• Assigned task
Output the data below verbatim, keeping every line unchanged and in its original order.
[Exercise input]
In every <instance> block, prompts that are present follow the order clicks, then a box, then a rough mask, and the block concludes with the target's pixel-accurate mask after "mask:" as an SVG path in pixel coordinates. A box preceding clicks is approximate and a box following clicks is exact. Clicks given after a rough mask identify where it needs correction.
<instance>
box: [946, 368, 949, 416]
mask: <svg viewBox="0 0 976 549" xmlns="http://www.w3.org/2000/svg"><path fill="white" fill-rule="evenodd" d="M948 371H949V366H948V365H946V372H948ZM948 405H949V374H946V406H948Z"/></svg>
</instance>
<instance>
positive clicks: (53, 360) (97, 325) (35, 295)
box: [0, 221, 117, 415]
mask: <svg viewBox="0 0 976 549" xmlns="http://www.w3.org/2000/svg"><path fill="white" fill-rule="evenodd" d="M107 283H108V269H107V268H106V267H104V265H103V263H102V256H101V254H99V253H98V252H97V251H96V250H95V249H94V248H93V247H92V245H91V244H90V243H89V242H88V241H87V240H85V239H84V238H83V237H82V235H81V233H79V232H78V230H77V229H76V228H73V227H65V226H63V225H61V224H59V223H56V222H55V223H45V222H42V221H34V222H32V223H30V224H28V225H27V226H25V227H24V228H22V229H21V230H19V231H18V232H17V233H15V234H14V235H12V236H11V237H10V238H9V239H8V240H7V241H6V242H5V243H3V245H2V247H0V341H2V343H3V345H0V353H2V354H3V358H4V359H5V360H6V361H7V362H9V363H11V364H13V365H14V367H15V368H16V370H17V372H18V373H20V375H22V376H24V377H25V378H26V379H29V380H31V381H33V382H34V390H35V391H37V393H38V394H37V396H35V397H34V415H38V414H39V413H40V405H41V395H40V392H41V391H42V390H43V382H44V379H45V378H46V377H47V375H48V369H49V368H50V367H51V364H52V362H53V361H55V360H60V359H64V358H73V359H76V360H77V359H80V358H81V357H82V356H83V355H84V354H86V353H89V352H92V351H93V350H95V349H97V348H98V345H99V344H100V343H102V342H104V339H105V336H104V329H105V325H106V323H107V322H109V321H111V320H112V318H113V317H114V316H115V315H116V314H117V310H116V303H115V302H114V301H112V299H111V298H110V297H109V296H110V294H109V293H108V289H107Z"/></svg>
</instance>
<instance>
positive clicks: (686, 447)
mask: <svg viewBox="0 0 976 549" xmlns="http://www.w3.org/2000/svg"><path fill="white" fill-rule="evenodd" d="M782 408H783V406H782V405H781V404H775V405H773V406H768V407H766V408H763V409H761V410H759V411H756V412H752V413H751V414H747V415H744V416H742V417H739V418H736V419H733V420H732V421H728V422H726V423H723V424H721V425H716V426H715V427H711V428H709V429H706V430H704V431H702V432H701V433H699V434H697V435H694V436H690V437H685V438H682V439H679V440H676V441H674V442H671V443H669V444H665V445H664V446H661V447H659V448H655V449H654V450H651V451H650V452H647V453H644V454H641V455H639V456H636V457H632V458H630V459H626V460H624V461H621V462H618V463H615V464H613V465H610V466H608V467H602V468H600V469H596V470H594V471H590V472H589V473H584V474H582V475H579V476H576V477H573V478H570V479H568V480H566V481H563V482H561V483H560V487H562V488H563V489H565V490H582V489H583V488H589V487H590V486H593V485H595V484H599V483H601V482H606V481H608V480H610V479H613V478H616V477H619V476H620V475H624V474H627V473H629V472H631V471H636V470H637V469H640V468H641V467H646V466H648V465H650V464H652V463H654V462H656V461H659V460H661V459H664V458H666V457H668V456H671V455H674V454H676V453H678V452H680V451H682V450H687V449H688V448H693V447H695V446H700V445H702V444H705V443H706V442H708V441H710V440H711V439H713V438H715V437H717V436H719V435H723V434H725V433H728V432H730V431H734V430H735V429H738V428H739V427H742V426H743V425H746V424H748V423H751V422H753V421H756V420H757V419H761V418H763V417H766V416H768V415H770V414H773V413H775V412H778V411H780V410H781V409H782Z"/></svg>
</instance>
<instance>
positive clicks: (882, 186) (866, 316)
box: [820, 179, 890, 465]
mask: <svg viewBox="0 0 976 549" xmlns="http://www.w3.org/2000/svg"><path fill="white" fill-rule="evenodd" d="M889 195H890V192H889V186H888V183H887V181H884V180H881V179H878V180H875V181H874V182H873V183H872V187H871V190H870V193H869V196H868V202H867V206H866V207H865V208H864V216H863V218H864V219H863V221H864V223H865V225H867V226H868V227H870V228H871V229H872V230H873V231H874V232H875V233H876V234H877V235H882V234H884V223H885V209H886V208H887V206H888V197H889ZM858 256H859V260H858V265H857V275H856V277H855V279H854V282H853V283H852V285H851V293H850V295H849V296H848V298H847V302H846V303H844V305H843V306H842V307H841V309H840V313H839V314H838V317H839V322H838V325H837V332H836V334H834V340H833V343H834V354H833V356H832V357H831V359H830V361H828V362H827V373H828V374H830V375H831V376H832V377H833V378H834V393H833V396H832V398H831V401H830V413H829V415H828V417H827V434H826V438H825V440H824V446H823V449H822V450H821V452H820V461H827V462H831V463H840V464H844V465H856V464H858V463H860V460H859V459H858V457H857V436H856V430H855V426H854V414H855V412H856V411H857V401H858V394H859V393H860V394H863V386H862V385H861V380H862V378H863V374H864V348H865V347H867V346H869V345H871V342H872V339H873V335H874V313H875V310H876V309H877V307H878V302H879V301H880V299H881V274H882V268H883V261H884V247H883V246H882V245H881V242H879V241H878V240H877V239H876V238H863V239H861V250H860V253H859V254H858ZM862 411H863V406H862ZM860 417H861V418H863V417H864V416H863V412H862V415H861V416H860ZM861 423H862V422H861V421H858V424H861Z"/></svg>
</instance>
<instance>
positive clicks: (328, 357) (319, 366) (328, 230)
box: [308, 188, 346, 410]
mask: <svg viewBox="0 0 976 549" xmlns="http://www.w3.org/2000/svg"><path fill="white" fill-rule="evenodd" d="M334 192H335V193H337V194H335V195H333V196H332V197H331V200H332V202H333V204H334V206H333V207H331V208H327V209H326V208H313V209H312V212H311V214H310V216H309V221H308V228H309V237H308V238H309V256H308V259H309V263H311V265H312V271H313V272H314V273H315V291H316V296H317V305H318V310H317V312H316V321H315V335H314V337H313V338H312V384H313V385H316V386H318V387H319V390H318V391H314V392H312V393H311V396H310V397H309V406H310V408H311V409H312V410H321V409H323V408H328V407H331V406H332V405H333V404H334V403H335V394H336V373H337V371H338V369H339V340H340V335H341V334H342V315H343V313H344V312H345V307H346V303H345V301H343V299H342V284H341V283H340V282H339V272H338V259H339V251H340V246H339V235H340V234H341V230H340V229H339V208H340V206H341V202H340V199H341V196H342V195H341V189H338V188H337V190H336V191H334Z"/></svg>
[/Exercise input]
• Response area
In every <instance> block, prompts that are present follow the order clicks, then a box, then a rough mask, and the block concludes with the target's pixel-accurate mask after "mask:" as an SVG path in pixel coordinates. A box preceding clicks is approximate and a box following clicks is exact. Clicks given after a rough mask identify where it needs correction.
<instance>
box: [946, 368, 949, 416]
mask: <svg viewBox="0 0 976 549" xmlns="http://www.w3.org/2000/svg"><path fill="white" fill-rule="evenodd" d="M948 371H949V366H948V365H946V372H948ZM948 405H949V374H946V406H948Z"/></svg>
</instance>
<instance>
positive clicks: (53, 360) (97, 325) (35, 295)
box: [0, 221, 117, 415]
mask: <svg viewBox="0 0 976 549" xmlns="http://www.w3.org/2000/svg"><path fill="white" fill-rule="evenodd" d="M107 283H108V269H107V268H106V267H104V265H103V263H102V256H101V254H99V253H98V252H97V251H96V250H95V249H94V248H93V247H92V245H91V244H90V243H89V242H88V241H87V240H85V239H84V238H83V237H82V235H81V233H79V232H78V230H77V229H76V228H73V227H65V226H63V225H61V224H59V223H56V222H55V223H45V222H42V221H34V222H32V223H30V224H28V225H27V226H25V227H24V228H22V229H21V230H19V231H18V232H17V233H15V234H14V235H12V236H11V237H10V238H9V239H8V240H7V241H6V242H5V243H3V245H2V247H0V341H2V343H3V345H0V353H2V354H3V358H4V359H5V360H6V361H7V362H9V363H11V364H13V365H14V367H15V368H16V370H17V372H18V373H20V375H22V376H24V377H25V378H26V379H29V380H31V381H33V382H34V390H35V391H37V393H38V394H37V396H35V397H34V415H38V414H39V413H40V405H41V395H40V392H41V391H42V390H43V382H44V379H45V378H46V377H47V375H48V369H49V368H50V367H51V364H52V362H53V361H55V360H60V359H64V358H73V359H76V360H77V359H80V358H81V357H82V356H83V355H84V354H86V353H89V352H92V351H93V350H95V349H97V348H98V345H99V344H100V343H102V342H104V339H105V336H104V329H105V325H106V323H107V322H109V321H111V320H112V318H113V317H114V316H115V315H116V314H117V310H116V303H115V302H114V301H112V299H111V298H110V297H109V296H110V294H109V293H108V289H107Z"/></svg>
</instance>
<instance>
positive clicks: (686, 447)
mask: <svg viewBox="0 0 976 549" xmlns="http://www.w3.org/2000/svg"><path fill="white" fill-rule="evenodd" d="M782 408H783V406H782V405H781V404H775V405H773V406H768V407H766V408H763V409H761V410H759V411H756V412H752V413H751V414H747V415H744V416H742V417H739V418H736V419H733V420H732V421H728V422H726V423H723V424H721V425H716V426H715V427H711V428H709V429H706V430H704V431H702V432H701V433H699V434H697V435H694V436H690V437H685V438H682V439H679V440H676V441H674V442H671V443H669V444H665V445H664V446H661V447H659V448H655V449H654V450H651V451H650V452H647V453H644V454H641V455H639V456H636V457H632V458H630V459H626V460H624V461H621V462H618V463H615V464H613V465H610V466H608V467H602V468H600V469H596V470H594V471H590V472H589V473H584V474H582V475H579V476H576V477H573V478H570V479H568V480H566V481H563V482H561V483H560V487H562V488H563V489H565V490H582V489H583V488H589V487H590V486H593V485H595V484H599V483H601V482H606V481H608V480H610V479H613V478H616V477H619V476H620V475H624V474H627V473H629V472H631V471H636V470H637V469H640V468H641V467H646V466H648V465H650V464H652V463H654V462H656V461H659V460H661V459H664V458H666V457H668V456H671V455H674V454H676V453H678V452H680V451H682V450H687V449H688V448H693V447H695V446H700V445H702V444H705V443H706V442H708V441H710V440H711V439H713V438H715V437H717V436H719V435H723V434H725V433H728V432H730V431H734V430H735V429H738V428H739V427H742V426H743V425H746V424H748V423H751V422H753V421H756V420H757V419H761V418H763V417H766V416H768V415H770V414H773V413H775V412H778V411H780V410H781V409H782Z"/></svg>
</instance>
<instance>
positive clicks: (882, 186) (866, 316)
box: [820, 179, 890, 465]
mask: <svg viewBox="0 0 976 549" xmlns="http://www.w3.org/2000/svg"><path fill="white" fill-rule="evenodd" d="M889 195H890V192H889V186H888V183H887V181H884V180H881V179H878V180H875V181H874V182H873V183H872V187H871V190H870V193H869V196H868V202H867V206H866V207H865V208H864V216H863V218H864V219H863V221H864V223H865V225H867V226H868V227H870V228H871V229H872V230H873V231H874V232H875V233H876V234H877V235H882V234H884V223H885V209H886V208H887V206H888V197H889ZM858 256H859V260H858V265H857V275H856V277H855V279H854V282H853V283H852V285H851V293H850V295H849V296H848V298H847V302H846V303H844V305H843V306H842V307H841V309H840V313H839V314H838V317H839V322H838V325H837V332H836V334H834V340H833V343H834V354H833V356H832V357H831V359H830V361H828V362H827V373H828V374H830V375H831V376H832V377H833V378H834V393H833V396H832V398H831V401H830V413H829V415H828V417H827V434H826V438H825V440H824V446H823V449H822V450H821V452H820V461H827V462H831V463H840V464H844V465H856V464H858V463H860V460H859V459H858V457H857V436H856V430H855V426H854V414H855V412H856V411H857V401H858V394H859V393H860V394H863V386H862V385H861V380H862V378H863V374H864V348H865V347H867V346H869V345H871V342H872V339H873V335H874V313H875V310H876V309H877V307H878V302H879V301H880V299H881V274H882V268H883V261H884V247H883V246H882V245H881V242H879V241H878V240H877V239H876V238H863V239H861V250H860V253H859V254H858ZM862 411H863V406H862ZM860 417H861V418H863V417H864V416H863V412H862V415H861V416H860ZM861 423H862V422H861V421H858V424H861Z"/></svg>
</instance>
<instance>
positive clicks: (328, 357) (319, 366) (328, 230)
box: [308, 188, 346, 410]
mask: <svg viewBox="0 0 976 549" xmlns="http://www.w3.org/2000/svg"><path fill="white" fill-rule="evenodd" d="M334 192H335V193H337V194H335V195H333V196H332V197H331V200H332V202H333V204H334V206H333V207H331V208H327V209H326V208H313V209H312V212H311V214H310V216H309V221H308V228H309V237H308V238H309V256H308V259H309V263H311V265H312V271H313V272H314V273H315V291H316V296H317V305H318V310H317V312H316V321H315V335H314V337H313V338H312V384H313V385H316V386H318V387H319V390H318V391H314V392H312V393H311V396H310V397H309V406H310V408H311V409H312V410H321V409H323V408H328V407H331V406H332V405H333V404H334V403H335V394H336V373H337V371H338V369H339V340H340V335H341V334H342V315H343V313H344V312H345V307H346V303H345V301H343V299H342V284H341V283H340V282H339V272H338V259H339V251H340V246H339V235H340V234H341V230H340V229H339V208H340V206H341V202H340V199H341V196H342V195H341V189H338V188H337V190H336V191H334Z"/></svg>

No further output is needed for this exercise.